* [Work instructions]:
Please retype the data word for word, from the line containing "Trace the outline of every instance of the blue" through the end of the data, including both ends.

* [Records shown]:

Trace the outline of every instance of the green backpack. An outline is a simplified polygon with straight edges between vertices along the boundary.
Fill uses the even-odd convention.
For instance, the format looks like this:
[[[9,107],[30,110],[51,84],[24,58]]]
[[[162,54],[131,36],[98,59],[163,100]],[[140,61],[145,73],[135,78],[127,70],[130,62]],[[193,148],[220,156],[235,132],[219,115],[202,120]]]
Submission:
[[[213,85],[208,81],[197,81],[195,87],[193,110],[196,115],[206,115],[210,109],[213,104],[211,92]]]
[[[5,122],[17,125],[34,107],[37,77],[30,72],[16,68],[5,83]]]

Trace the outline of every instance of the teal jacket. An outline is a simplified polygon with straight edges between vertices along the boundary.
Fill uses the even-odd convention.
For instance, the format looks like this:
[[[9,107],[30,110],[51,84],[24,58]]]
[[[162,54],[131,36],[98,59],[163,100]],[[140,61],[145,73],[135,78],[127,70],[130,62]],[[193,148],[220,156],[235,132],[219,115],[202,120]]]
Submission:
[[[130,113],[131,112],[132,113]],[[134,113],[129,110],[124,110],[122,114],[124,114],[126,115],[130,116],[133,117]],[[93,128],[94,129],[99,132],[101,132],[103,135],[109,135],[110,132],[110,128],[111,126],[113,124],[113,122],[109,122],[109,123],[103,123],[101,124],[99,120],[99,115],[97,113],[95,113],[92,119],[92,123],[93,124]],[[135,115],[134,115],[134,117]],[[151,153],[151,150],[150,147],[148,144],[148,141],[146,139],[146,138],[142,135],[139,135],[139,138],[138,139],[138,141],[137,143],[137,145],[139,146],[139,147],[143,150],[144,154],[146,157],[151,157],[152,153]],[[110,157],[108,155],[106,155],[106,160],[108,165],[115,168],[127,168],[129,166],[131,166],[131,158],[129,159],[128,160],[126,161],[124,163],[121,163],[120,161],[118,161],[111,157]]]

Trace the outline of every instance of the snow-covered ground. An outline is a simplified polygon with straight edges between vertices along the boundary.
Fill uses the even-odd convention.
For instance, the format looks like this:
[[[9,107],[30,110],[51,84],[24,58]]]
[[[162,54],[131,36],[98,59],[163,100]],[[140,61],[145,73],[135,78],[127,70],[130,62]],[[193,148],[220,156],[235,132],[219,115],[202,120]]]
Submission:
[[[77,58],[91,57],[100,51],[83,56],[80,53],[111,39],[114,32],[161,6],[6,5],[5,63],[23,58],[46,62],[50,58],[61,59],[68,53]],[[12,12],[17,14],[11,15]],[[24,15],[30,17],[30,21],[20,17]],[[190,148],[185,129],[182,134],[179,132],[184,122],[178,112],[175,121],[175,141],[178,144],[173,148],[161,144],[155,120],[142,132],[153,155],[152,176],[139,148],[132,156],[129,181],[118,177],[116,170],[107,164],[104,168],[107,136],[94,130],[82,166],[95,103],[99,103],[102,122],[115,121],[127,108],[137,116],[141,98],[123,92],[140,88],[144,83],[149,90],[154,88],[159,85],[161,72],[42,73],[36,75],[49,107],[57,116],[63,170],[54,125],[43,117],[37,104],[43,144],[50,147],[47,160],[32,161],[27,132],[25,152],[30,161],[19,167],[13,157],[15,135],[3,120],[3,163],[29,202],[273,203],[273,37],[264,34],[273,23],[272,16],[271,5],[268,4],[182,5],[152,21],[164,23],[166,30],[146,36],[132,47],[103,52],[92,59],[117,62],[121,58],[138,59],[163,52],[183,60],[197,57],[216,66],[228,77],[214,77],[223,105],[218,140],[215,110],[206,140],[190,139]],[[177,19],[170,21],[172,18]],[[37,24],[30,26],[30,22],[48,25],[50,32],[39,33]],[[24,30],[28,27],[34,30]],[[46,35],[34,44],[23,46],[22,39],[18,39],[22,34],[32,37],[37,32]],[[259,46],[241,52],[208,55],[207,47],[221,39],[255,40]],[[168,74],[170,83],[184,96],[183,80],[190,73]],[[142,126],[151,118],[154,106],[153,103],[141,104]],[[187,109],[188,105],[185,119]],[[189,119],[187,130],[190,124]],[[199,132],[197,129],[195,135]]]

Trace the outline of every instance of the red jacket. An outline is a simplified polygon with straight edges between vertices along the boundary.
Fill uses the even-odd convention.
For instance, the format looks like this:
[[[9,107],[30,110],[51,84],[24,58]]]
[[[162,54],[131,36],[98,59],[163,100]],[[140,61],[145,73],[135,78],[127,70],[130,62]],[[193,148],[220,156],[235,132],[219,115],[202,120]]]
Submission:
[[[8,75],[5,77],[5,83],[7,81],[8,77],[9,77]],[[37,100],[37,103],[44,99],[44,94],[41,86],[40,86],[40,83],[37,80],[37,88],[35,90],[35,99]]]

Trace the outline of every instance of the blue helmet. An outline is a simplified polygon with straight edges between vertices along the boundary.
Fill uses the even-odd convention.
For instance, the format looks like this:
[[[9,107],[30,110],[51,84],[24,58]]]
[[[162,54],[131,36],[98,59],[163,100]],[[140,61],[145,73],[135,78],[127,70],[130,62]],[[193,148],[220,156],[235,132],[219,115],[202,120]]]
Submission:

* [Response]:
Trace the outline of every instance of the blue helmet. An outline is a simplified polygon with straight edges between vertices along the boundary.
Fill uses the even-odd convention.
For instance, the format looks like this:
[[[9,107],[30,110],[51,84],[24,58]]]
[[[162,54],[131,36],[98,59],[163,100]],[[140,61],[145,73],[135,78],[127,70],[130,62]],[[193,148],[220,156],[235,132],[219,115],[202,120]]]
Submission:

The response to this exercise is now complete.